> **What you need to do**: In the review of Severine's single, what kind of degree did she use to pursue a corporate career?

> **Document passage**:

This young singer/songwriter, Severine, is of French extraction, born in the United States, and later raised in her ancestral homeland. Her musical education began early with a love for Louis Armstrong and Nina Simone, those influences firing her passion for music to life, but she later chose another course in the name of practicality and used a business degree to pursue a corporate career for a time. The call of a musician’s life continued to haunt her and she decided to forgo her conventional career to pursue the passion that had guided her heart all of her life. Despite the title of her new single “Not Obsessed”, Severine definitely approaches her material like someone obsessed – the sonic elements are all in place for this atmospheric track to get over in a big way with her target audience and the globetrotting she’s done as a young lady gives the performance a slightly cosmopolitan air it might otherwise lack.
The track begins with a brief passage of deliberate, yet dramatic, piano before segueing into a dreamlike groove with steady percussion molding everything into a definite shape. The transitions in the song are every bit as patiently developed as the song itself is – Severine seems to be following the song’s emotional truth and everything emerges in a coherent, beautiful way. There’s an orchestrated quality about the performance, but it’s never so pronounced that it leaves the track bloodless or inert. Passion comes through during every second of this performance and Severine’s voice, surging with feeling, commands it from the center of the mix. She exhibits the sort of sixth sense we typically hear from singers plying their trade for a decade or more – she knows exactly what passages to emphasizes, when to pull back and show subtlety, all while still enveloping the lyrical content with often moving emotive gifts.
The lyrical content is well written, never pseudo poetic, and makes for a good fit with the musical arrangement. The same aesthetic powers both areas of the song – an insistence on avoiding any self indulgence, never using any extra musical notes or added lyrics, and an obvious attentiveness to ensuring that both the arrangement and lyrics complement one another in the best possible way. The song, fortunately, minds its running time as well – Severine wisely doesn’t over extend herself or the track’s central musical ideas and, while it is restless and never content for staying too long in one place, it never feels like the listener is being asked to handle more than they can bear. Thanks to the contributions from her collaborators, Severine comes across as a supremely confident and sure-handed musical artist with “Not Obsessed” and the intelligence powering her songwriting exhibits the sort of qualities you can build a long lasting career from. If it’s any indication of the quality of her forthcoming EP release, she’s going to make a big impact for years to come.

> **Dataset entries**:
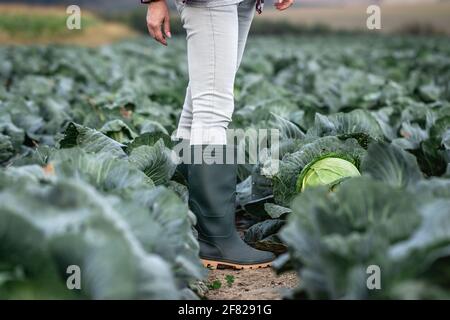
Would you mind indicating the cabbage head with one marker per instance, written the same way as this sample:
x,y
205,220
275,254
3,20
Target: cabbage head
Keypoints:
x,y
326,171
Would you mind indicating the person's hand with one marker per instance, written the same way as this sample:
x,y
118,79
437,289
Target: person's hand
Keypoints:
x,y
283,4
158,20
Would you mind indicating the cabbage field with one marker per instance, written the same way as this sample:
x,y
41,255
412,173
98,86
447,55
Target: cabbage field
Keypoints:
x,y
87,177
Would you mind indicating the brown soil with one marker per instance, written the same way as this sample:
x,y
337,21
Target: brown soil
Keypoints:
x,y
394,17
98,34
259,284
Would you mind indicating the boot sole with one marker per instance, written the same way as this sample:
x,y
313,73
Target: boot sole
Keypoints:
x,y
211,264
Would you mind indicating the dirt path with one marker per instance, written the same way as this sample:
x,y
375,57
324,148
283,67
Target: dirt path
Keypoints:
x,y
260,284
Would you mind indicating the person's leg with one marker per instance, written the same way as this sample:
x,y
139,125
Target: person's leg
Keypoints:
x,y
246,12
185,122
212,35
212,38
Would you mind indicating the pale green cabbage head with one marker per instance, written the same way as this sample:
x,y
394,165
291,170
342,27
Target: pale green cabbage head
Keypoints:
x,y
326,172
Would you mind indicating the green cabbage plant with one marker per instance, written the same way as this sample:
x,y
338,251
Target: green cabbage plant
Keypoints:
x,y
326,171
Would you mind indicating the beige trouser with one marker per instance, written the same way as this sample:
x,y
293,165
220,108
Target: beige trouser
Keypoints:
x,y
216,38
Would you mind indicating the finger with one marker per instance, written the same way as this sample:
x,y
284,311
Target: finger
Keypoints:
x,y
150,30
159,36
283,5
167,27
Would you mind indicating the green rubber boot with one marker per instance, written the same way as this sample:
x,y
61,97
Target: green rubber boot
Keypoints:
x,y
212,195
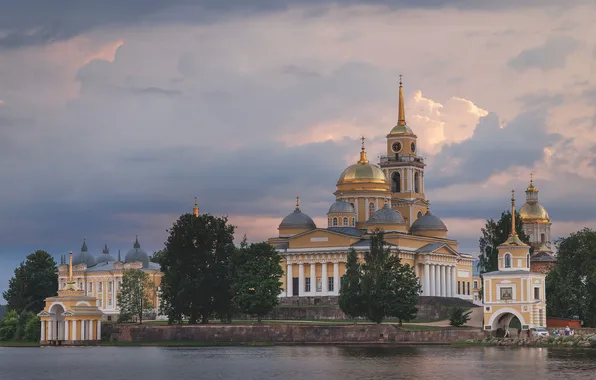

> **Reply to the task**: A business degree.